§ Document passage:
----

The Eagle (2011) | Review by Hannah Brooks-Motl
As we type this, we stare at an eagle. It hangs majestically in the window in front of our computer, obscuring a rather dull wooden fence that separates us from our next-door’s semi-retired bounty hunter and the mysterious goings-on of his family. It’s a stained-glass eagle, sitting on a bit of stained-glass wood. The sun is a smooth, circular stone set in a yolk of sky. The eagle stares down at some unseen prey; when the real sun sets just right, it shoots a pulsating ray of light through the little chip of the eagle’s eye and sets everything in its path aflame. This is an eagle our grandmother made, sometime back in the 70s, in Hanover, Illinois. Would that we had stayed at home and contemplated its burnished tones so redolent with incipient metaphor—of family, of art, of ambition and talent and circumstance—for two hours, rather than go see the steaming booger of a film screenwriter Jeremy Brock and director Kevin Macdonald cobbled together out of grimy-yet-viscous night-mucus from each of their noses, wiping it on the fat arm of producer Duncan Kenworthy so that he might sniff once of it and lick it off. The taste of multiple other people’s boogers is about the closest synesthetic description we can offer of this movie.

----

§ Data records:
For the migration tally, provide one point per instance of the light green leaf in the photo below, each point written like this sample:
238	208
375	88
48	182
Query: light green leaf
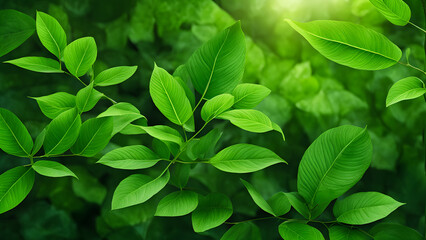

----

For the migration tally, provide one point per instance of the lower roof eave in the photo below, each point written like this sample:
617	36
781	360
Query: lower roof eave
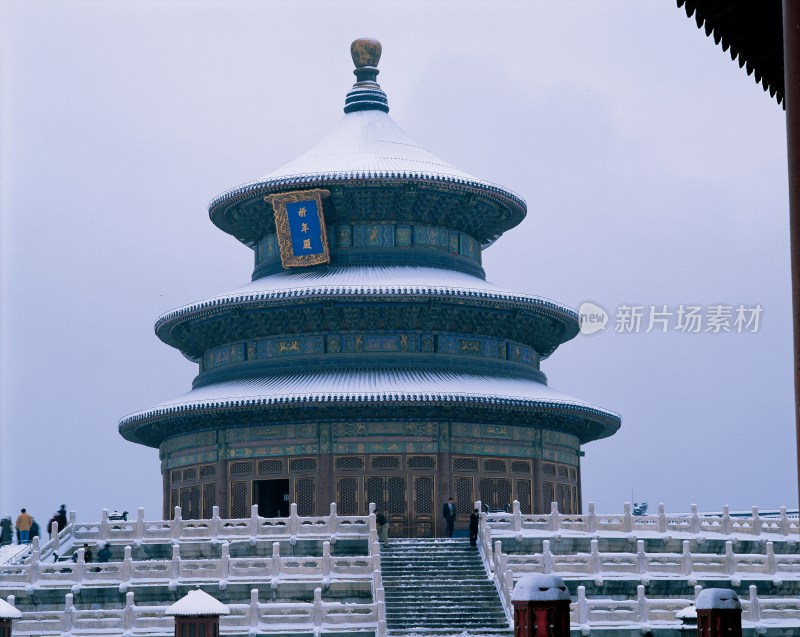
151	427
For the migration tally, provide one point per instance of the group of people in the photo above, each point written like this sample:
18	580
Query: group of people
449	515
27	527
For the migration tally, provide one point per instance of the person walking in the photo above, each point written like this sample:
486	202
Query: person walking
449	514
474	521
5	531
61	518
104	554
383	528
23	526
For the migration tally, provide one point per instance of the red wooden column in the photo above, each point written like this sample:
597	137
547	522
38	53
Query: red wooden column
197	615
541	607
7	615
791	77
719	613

----

§ Activity:
Write the next part of the review of the 2011 film The Eagle, starting right after its last sentence.

§ Expected answer:
This movie made all of the other bad movies we have seen over the course of the years look like masterpieces of irony, wit, and invention. This movie could have been ten minutes long and still covered all the main points—the “other” is just like us! Rome wasn’t built in a day! Empire bad! Slavery bad! Slave people too! Celtic music stirring! Symbols important but shouldn’t be too important!—but then it still would have been eight minutes too long, depending on if you’ve been asleep for the past forty years and missed Dances With Wolves, Gladiator, Ben Hur, Robin Hood: Prince of Thieves, Braveheart, Avatar, Last of the Mohicans, Lord of the Rings…Just about any movie covers the same territory as The Eagle but better. Better, we realized within the first scene, because quicker. Better because more trusting. The Eagle’s problems, though multiple, are all cancerous tendrils snaking from the fat growth of the screenwriters’ misdiagnosis of audience: we are all way, way, way smarter than this movie. We are all way smarter than any movie, but a good movie, like a good anything—person, painting, poem—makes you feel for a second that you are smarter because of it, that in understanding it you are lifted out of the last concentric circle of your initial, pre-acquaintance cleverness and into an entirely new ring of acuity. For the duration of The Eagle we were brought uncomfortably close to the dark, null void at the center of our intelligence. Luckily, some illegal drive-texts catapulted us back to at least pre-movie circumferences. “What did The Eagle stand for really?” we asked. “The Eagle is congressional funding,” Mark replied. “The Eagle is the triumph of Taco Bell over McDonalds,” we replied. Mark’s response: “The Eagle is its own sequel.”